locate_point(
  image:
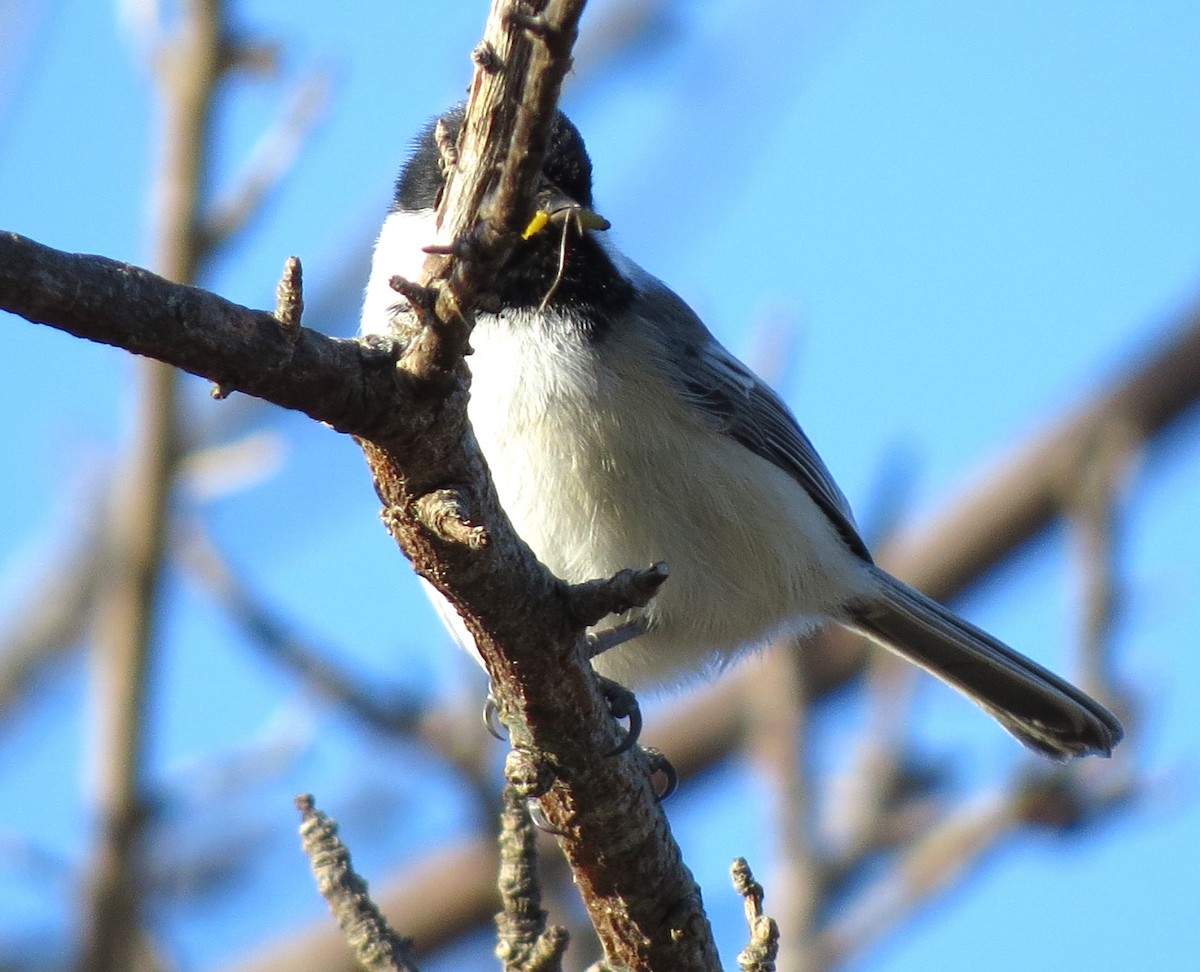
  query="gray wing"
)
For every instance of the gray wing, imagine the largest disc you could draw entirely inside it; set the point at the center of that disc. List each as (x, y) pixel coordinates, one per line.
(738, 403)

——

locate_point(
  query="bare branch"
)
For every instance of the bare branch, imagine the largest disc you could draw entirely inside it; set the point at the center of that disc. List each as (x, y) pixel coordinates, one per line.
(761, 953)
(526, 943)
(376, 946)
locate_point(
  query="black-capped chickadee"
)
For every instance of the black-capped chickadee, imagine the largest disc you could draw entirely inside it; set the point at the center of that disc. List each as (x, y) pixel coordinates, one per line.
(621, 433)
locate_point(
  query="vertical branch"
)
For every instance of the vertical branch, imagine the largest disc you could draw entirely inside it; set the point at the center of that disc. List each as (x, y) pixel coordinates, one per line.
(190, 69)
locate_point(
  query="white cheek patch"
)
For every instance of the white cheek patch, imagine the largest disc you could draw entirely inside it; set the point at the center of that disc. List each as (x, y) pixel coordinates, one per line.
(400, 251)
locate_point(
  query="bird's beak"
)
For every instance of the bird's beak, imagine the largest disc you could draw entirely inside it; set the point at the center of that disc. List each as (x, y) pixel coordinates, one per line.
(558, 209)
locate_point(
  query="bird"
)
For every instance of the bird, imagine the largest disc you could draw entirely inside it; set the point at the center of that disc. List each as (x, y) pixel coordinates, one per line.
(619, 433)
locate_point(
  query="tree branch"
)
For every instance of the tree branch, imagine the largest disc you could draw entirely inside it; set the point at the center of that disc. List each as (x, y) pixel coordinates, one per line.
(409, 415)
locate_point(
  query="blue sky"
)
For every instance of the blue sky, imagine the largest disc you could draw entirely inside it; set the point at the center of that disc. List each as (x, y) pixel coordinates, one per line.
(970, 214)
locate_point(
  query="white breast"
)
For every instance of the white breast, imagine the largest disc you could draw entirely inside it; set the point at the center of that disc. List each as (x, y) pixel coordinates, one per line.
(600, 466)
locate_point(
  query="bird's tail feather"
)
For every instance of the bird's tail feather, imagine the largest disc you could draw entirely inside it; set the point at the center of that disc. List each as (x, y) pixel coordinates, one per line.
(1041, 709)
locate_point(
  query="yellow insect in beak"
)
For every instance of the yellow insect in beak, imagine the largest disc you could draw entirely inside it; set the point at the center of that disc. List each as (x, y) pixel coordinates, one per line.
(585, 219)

——

# Exercise:
Find every line in the records above that contains the string "tail" and copy each such line in full. Matching is case-sensitive.

# Worked answer:
  query="bird's tail feather"
For every instance of the bird's tail feather, imagine the largest disc you could draw entirely inside it; set the point at the center of that disc. List each as (x, y) pixel coordinates, one per line.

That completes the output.